:: Provided text ::
——
Day 41 – Audio Changed My Writing
This post is getting into the weeds of writing style a bit, but at least it will be short. EDIT – It went longer than I expected.
When I first decided to jump into the deep end of the fiction pool, I read On Writing by Stephen King. If you haven’t checked it out, and you’re interested in the craft of writing, I highly suggest it. I learned so much from that book that I had to go over huge chunks of it multiple times. Like most people, I only knew the vague basics of punctuation. When it came to dialogue attribution, among other things, I was an amateur. At best.
Still am, honestly. I’ve always been a voracious reader, but I never paid attention to the actual design of the stories. I didn’t analyze them, just read them.
Once I digested many of King’s teachings, I started down my own path. I developed a different style, approached things from other angles. My writing and his are very different now.
——
:: Written instruction A ::
Using the Day 41 post, decide whether each of these agrees with it: (i) The writer read On Writing by Stephen King on first deciding to try fiction. (ii) The writer's style is now much like King's. (iii) The post came out shorter than the writer expected. For each, answer yes or no and quote the words of the post that settle it.

:: Material ::
——
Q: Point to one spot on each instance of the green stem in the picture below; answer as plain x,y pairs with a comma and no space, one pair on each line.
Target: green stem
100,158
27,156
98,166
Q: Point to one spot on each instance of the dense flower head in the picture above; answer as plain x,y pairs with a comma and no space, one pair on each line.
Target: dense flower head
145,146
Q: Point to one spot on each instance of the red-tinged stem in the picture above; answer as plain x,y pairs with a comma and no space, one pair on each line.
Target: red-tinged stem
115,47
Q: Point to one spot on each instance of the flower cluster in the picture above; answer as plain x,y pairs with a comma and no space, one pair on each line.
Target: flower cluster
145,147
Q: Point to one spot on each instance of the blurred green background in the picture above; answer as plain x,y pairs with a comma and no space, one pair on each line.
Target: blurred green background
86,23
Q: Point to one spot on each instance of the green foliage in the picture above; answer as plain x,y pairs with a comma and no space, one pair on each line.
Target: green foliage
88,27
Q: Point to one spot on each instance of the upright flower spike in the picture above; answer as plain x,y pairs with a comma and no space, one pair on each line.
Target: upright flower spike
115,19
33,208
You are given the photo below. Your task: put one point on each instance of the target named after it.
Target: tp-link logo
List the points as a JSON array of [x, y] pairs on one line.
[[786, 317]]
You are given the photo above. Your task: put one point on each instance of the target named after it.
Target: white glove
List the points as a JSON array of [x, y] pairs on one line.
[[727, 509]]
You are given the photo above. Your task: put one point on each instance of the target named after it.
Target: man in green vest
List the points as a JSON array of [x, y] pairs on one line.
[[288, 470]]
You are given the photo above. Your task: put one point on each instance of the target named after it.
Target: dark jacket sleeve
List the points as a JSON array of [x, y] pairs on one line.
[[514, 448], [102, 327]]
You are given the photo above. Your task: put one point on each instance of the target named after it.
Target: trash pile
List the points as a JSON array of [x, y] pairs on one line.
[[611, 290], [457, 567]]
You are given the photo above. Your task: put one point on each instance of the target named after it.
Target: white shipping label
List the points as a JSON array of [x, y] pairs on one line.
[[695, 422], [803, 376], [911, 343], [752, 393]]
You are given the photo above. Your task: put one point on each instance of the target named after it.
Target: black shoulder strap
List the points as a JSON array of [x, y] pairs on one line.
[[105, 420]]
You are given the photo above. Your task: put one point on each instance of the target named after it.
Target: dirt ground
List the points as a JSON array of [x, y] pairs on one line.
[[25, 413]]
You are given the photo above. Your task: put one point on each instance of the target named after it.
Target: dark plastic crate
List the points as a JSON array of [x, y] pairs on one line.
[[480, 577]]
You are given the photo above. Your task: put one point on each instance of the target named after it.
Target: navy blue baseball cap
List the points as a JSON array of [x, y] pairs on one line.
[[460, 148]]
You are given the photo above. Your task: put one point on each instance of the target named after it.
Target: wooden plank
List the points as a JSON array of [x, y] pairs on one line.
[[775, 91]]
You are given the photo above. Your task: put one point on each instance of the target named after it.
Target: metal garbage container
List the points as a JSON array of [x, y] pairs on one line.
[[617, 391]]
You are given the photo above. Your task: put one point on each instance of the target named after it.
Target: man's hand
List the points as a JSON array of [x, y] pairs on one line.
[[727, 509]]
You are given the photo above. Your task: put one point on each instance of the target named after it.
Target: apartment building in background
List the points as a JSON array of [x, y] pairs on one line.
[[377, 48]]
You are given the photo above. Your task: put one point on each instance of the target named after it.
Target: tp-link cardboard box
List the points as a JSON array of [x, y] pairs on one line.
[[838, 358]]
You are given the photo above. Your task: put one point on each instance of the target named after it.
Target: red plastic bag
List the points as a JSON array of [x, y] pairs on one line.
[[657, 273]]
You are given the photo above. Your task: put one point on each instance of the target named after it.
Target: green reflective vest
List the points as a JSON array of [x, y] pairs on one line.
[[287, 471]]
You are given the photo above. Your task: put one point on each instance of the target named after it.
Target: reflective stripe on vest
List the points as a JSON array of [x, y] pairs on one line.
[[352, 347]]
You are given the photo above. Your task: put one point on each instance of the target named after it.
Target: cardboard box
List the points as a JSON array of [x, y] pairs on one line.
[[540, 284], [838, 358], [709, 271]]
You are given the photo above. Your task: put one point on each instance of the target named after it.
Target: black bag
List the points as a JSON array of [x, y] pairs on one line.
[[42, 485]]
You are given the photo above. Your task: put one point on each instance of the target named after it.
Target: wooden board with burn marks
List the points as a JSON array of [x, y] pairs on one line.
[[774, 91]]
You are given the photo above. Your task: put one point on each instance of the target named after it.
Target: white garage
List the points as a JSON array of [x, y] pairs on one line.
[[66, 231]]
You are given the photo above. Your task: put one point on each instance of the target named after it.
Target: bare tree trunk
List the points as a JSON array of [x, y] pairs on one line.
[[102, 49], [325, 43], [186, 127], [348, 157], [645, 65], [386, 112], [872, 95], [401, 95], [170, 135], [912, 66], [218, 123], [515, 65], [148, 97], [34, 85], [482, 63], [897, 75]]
——
:: Written instruction B ::
List every line in the entries that contains the string "cardboard".

:: Exercise response A ::
(i) Yes: "When I first decided to jump into the deep end of the fiction pool, I read On Writing by Stephen King."
(ii) No: "My writing and his are very different now."
(iii) No: "EDIT – It went longer than I expected."

:: Exercise response B ::
Target: tp-link cardboard box
Target: cardboard box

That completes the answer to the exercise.